EXTRAIT À LIRE.
++++++++++

Publicité Skoda sur le Tour

Véhicule publicitaire de la marque Skoda – Crédit photo : Michel Weber

Pour ce qui est du Tour lui-même, c’est un budget de quelque 150 millions d’euros. On évoque 3 grands types de recettes :

  • L’achat des étapes par les communes. On parle de l’ordre de 100 000 € par ville-étape, constituant 20 % du total.

  • Les versements des sponsors (les fameux « partenaires »). Ils semblent en apporter 30 %. Il se dit que Skoda aurait participé à hauteur de 3,5 millions d’euros pour que ses véhicules équipent le Tour de France.

  • La vente des droits de diffusion en représenterait 50 %. Les 33 marques qui financent sont prêtes à payer cher pour voir afficher leur enseigne toute la journée, pendant presque un mois, sur les écrans et dans l’espace public.

Une grosse machine qui coûte un « pognon de dingue » aux collectivités

Pas loin de 200 coureurs cyclistes, 2 300 véhicules légers, des camions techniques (service d’ordre, secours, presse, etc.), des bus, des hélicoptères, des avions, sans oublier les 10-12 millions de spectateurs et spectatrices qui viennent en camping-car ou en voiture. En conséquence, 2 000 journalistes, consultant·es et photographes représentant 600 médias, dont 95 chaînes de télévision et, dès lors, 23 000 policier·ères et gendarmes sont mobilisé·es.

Quand on regarde de plus près, l’aide publique (bien souvent masquée) à cet événement commercial est majeure. Dans mon département, des centaines de bénévoles ont travaillé gratuitement pour son bon déroulement. Sans compter les services de propreté des collectivités qui ont « passé la serpillière » une fois le spectacle terminé.

Car le Tour de France, c’est aussi un énorme gaspillage et d’importants déchets générés. Il se dit qu’une vingtaine de millions de petits objets (les « goodies ») sont distribués ou plus justement « jetés » depuis la caravane. Il s’agit essentiellement de gadgets en plastique, de tee-shirt, de casquettes, le tout de mauvaise qualité, de faible valeur et fabriqué en Chine. Du coup, la gestion des déchets, assurée par les collectivités locales, est importante et n’est pas prise en charge par l’organisateur. On est loin du principe « pollueur-payeur ».

Un spectacle catastrophique sur le plan écologique

Cet été a connu une période de canicule majeure particulièrement insupportable. C’est un fait irréfutable et, lors des prochaines années, cela sera pire. Le dérèglement climatique impose un changement de cap urgent. C’est pour beaucoup d’entre nous une évidence, mais pas pour celles et ceux qui paient pour l’accueillir.

++++++++++

DONNÉES FOURNIES.
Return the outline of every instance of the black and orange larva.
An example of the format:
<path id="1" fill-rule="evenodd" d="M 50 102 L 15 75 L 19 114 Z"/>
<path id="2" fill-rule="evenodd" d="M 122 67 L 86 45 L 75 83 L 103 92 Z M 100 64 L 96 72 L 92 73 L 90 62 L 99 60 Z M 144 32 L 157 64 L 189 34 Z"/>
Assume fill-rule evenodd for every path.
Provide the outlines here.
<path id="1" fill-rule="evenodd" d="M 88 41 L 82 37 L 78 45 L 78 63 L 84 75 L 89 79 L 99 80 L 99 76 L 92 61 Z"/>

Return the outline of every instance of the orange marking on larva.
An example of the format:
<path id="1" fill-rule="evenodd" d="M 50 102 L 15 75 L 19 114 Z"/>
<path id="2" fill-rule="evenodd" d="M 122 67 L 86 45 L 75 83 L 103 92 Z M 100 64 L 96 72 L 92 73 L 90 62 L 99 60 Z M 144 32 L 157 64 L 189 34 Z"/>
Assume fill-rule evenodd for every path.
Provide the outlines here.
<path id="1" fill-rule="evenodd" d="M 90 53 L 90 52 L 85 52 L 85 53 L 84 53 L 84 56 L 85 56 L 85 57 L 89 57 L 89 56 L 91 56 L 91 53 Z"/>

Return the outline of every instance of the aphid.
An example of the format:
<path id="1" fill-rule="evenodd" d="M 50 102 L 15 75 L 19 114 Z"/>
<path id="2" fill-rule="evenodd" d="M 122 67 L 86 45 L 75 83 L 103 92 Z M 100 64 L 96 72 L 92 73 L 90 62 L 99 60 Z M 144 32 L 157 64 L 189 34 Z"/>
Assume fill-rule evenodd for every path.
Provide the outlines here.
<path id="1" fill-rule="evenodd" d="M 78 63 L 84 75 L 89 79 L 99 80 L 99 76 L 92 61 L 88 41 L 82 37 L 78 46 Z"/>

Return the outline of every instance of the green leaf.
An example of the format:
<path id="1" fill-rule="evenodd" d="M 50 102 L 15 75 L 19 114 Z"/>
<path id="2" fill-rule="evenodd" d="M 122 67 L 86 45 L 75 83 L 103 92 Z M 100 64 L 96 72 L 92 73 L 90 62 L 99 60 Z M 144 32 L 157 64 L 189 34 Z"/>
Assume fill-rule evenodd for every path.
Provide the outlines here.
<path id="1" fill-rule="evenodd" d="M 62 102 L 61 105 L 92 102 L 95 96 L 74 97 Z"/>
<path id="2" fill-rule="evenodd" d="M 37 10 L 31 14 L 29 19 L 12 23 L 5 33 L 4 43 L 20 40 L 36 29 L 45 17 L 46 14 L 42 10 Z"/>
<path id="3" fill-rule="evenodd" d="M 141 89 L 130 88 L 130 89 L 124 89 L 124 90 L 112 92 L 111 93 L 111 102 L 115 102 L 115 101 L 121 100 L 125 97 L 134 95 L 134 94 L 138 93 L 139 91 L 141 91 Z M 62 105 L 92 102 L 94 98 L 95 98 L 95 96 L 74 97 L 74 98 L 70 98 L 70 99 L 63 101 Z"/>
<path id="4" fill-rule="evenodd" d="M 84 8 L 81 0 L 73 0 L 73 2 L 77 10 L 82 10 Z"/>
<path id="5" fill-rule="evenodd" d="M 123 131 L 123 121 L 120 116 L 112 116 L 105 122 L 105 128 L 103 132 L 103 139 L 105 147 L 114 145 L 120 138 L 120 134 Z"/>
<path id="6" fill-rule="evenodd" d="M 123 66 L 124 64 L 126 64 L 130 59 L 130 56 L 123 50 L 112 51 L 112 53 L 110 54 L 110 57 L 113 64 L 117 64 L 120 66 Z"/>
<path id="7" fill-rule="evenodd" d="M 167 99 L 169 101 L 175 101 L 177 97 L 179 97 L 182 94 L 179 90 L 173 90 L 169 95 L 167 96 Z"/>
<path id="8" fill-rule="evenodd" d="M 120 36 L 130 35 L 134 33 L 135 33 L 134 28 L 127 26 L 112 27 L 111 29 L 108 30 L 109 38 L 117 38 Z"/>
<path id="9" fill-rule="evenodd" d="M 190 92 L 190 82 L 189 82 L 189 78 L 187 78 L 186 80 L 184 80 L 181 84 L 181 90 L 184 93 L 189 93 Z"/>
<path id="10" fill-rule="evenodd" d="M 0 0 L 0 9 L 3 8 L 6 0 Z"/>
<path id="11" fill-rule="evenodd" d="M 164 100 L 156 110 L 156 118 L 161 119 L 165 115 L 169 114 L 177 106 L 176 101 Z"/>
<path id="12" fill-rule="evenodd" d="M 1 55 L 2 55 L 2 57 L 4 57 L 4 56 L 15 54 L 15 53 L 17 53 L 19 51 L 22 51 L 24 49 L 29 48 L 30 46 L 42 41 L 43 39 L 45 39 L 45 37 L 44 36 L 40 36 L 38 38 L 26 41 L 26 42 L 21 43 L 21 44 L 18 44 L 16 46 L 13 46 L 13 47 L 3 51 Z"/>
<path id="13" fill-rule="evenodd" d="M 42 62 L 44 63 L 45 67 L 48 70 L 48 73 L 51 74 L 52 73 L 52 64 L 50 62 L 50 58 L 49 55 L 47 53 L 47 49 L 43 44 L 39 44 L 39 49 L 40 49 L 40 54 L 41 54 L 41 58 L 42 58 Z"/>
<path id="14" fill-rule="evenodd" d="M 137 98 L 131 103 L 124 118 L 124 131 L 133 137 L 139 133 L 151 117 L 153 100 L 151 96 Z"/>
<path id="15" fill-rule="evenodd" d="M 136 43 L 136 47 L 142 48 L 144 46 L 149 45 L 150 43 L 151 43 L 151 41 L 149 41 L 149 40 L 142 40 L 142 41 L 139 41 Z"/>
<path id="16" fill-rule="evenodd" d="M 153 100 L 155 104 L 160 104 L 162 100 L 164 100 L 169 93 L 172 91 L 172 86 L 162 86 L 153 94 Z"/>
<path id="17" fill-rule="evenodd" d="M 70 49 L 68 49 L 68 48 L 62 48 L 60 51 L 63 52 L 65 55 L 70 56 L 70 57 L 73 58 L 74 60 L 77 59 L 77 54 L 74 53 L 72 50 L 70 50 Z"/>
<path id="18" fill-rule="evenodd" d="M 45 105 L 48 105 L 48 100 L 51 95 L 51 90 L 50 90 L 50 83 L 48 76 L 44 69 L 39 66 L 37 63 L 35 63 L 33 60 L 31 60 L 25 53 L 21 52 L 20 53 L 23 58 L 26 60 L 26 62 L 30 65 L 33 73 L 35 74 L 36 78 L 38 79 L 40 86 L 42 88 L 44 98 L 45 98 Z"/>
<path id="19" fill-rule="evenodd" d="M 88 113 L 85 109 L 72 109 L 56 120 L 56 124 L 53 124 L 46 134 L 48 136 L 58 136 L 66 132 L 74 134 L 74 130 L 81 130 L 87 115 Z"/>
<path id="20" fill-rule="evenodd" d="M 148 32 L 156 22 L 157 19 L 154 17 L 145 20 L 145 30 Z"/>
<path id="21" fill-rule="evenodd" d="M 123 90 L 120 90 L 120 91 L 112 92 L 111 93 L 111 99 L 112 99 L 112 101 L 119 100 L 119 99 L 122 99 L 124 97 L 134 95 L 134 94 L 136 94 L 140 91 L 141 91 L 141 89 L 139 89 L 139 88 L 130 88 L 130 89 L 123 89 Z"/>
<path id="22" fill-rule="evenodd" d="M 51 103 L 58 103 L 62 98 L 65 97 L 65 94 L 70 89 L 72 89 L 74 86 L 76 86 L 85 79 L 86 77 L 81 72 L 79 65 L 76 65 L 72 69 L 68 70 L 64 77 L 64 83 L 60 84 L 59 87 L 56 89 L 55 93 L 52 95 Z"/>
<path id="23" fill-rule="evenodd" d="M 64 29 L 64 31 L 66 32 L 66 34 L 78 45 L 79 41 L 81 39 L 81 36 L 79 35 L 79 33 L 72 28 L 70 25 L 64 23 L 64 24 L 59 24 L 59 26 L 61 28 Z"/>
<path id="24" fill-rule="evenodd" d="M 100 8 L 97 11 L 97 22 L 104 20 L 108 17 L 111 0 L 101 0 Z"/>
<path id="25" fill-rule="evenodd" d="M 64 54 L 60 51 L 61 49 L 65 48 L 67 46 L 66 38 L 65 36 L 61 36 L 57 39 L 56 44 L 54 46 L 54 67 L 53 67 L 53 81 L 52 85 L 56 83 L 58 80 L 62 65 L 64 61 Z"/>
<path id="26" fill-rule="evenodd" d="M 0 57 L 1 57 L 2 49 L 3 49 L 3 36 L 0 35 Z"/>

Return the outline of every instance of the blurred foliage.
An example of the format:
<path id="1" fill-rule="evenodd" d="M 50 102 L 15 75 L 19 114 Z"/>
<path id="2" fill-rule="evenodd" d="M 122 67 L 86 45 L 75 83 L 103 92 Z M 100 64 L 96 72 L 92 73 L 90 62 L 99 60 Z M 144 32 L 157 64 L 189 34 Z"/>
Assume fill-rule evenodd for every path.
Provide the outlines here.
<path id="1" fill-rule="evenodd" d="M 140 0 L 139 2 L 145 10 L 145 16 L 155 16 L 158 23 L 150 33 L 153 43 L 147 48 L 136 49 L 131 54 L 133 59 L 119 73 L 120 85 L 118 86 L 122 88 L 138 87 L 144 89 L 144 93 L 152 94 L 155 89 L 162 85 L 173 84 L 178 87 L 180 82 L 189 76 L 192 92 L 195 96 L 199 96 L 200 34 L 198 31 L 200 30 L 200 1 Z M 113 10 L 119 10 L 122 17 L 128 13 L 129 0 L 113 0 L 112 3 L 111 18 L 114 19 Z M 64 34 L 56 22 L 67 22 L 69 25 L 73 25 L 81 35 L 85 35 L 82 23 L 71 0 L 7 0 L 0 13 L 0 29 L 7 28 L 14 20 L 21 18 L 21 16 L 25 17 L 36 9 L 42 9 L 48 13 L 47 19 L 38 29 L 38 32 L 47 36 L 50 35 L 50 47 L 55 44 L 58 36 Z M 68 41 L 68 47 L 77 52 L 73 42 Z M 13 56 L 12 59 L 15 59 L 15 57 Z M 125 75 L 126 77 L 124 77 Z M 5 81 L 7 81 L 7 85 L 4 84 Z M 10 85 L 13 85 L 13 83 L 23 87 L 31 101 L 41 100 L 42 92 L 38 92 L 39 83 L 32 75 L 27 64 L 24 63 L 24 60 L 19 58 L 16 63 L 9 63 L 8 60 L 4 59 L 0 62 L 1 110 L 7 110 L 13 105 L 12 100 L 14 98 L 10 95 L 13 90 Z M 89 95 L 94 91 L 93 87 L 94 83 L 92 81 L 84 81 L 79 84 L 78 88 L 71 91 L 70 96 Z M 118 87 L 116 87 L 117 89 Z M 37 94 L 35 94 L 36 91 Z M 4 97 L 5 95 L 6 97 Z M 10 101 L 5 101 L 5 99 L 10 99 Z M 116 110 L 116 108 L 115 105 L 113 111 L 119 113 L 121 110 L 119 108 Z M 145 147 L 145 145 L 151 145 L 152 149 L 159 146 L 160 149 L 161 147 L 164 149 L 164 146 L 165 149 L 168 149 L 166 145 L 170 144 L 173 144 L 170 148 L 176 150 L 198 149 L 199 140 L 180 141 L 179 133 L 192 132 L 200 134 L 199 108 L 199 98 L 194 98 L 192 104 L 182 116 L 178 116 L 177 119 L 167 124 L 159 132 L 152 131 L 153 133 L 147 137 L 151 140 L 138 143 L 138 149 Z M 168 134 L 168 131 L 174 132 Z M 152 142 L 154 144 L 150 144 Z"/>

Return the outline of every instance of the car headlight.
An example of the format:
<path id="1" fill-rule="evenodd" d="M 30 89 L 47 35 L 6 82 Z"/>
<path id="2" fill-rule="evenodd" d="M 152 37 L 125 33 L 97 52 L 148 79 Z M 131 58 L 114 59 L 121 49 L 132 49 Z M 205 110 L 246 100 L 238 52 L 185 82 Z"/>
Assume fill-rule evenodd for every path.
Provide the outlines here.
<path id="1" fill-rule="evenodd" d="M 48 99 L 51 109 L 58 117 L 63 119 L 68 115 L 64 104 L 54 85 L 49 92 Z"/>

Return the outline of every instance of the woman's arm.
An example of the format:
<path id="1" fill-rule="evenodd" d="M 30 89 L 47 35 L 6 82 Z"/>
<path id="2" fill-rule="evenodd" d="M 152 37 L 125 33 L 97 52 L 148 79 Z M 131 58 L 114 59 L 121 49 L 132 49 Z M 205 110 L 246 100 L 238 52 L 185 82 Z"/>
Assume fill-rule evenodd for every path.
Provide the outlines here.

++++++++++

TRAVAIL À FAIRE.
a. Recopiez l'extrait sur le Tour de France en commençant par "Publicité Skoda sur" et en allant jusqu'à "dans l’espace public.". Renommez "partenaires" en "mécènes".
b. Mettez en forme de liste JSON de chaînes les entrées, à partir de la ligne contenant "Return the outline of every instance of the woman's" et jusqu'à la fin des entrées. Prévoyez une chaîne par ligne et omettez les lignes vides.

RÉPONSES PAR TÂCHE.
a.
Publicité Skoda sur le Tour

Véhicule publicitaire de la marque Skoda – Crédit photo : Michel Weber

Pour ce qui est du Tour lui-même, c’est un budget de quelque 150 millions d’euros. On évoque 3 grands types de recettes :

  • L’achat des étapes par les communes. On parle de l’ordre de 100 000 € par ville-étape, constituant 20 % du total.

  • Les versements des sponsors (les fameux « mécènes »). Ils semblent en apporter 30 %. Il se dit que Skoda aurait participé à hauteur de 3,5 millions d’euros pour que ses véhicules équipent le Tour de France.

  • La vente des droits de diffusion en représenterait 50 %. Les 33 marques qui financent sont prêtes à payer cher pour voir afficher leur enseigne toute la journée, pendant presque un mois, sur les écrans et dans l’espace public.

b.
[
  "Return the outline of every instance of the woman's arm.",
  "An example of the format:",
  "<path id=\"1\" fill-rule=\"evenodd\" d=\"M 30 89 L 47 35 L 6 82 Z\"/>",
  "<path id=\"2\" fill-rule=\"evenodd\" d=\"M 152 37 L 125 33 L 97 52 L 148 79 Z M 131 58 L 114 59 L 121 49 L 132 49 Z M 205 110 L 246 100 L 238 52 L 185 82 Z\"/>",
  "Assume fill-rule evenodd for every path.",
  "Provide the outlines here."
]